* start *
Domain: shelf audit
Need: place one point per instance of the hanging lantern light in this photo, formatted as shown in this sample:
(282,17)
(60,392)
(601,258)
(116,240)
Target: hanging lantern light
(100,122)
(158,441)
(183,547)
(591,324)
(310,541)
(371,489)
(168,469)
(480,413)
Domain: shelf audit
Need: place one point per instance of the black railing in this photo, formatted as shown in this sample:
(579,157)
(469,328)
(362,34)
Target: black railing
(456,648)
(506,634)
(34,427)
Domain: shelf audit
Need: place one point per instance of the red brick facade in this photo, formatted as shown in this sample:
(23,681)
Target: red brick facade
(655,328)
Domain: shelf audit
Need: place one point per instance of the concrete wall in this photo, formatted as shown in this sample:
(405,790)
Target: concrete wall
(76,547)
* end *
* start *
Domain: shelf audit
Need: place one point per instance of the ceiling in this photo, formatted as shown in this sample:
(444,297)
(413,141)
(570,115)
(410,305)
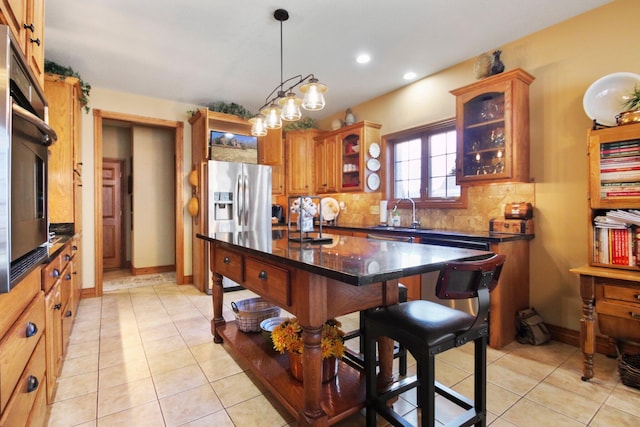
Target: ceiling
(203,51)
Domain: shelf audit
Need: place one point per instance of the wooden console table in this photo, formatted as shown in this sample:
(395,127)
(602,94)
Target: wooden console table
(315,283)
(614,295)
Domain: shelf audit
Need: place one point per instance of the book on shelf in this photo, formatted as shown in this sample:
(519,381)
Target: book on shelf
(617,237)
* end *
* start *
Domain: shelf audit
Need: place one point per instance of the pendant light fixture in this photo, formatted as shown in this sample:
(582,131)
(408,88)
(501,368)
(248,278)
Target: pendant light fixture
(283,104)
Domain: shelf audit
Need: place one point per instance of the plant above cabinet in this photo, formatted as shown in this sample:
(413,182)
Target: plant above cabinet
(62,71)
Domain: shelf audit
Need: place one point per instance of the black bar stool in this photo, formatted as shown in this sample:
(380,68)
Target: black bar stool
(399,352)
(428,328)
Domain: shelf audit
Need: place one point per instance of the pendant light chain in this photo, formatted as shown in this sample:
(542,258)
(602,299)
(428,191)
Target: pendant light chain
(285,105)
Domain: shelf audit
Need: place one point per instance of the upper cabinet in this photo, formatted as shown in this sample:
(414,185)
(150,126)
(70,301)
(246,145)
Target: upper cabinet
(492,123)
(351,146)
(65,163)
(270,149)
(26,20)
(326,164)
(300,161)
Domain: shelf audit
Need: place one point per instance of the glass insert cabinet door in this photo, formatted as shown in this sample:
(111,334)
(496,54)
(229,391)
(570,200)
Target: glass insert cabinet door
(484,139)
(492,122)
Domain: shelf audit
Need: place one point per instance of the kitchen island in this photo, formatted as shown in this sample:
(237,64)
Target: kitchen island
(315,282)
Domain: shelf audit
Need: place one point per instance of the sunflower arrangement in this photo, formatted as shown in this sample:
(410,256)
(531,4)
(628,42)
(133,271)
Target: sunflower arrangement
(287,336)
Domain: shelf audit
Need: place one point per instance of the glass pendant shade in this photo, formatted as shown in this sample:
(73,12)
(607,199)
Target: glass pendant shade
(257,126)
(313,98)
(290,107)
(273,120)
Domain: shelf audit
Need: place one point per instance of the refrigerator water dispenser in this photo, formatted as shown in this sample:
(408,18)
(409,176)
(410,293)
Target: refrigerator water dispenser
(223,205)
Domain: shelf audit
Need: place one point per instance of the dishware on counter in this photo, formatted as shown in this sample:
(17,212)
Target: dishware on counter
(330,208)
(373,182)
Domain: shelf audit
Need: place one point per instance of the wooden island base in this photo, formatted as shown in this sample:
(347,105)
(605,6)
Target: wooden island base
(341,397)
* end *
Written task
Count the lines in the items above that contain the string "insert" and reply with only that number.

Expected answer
2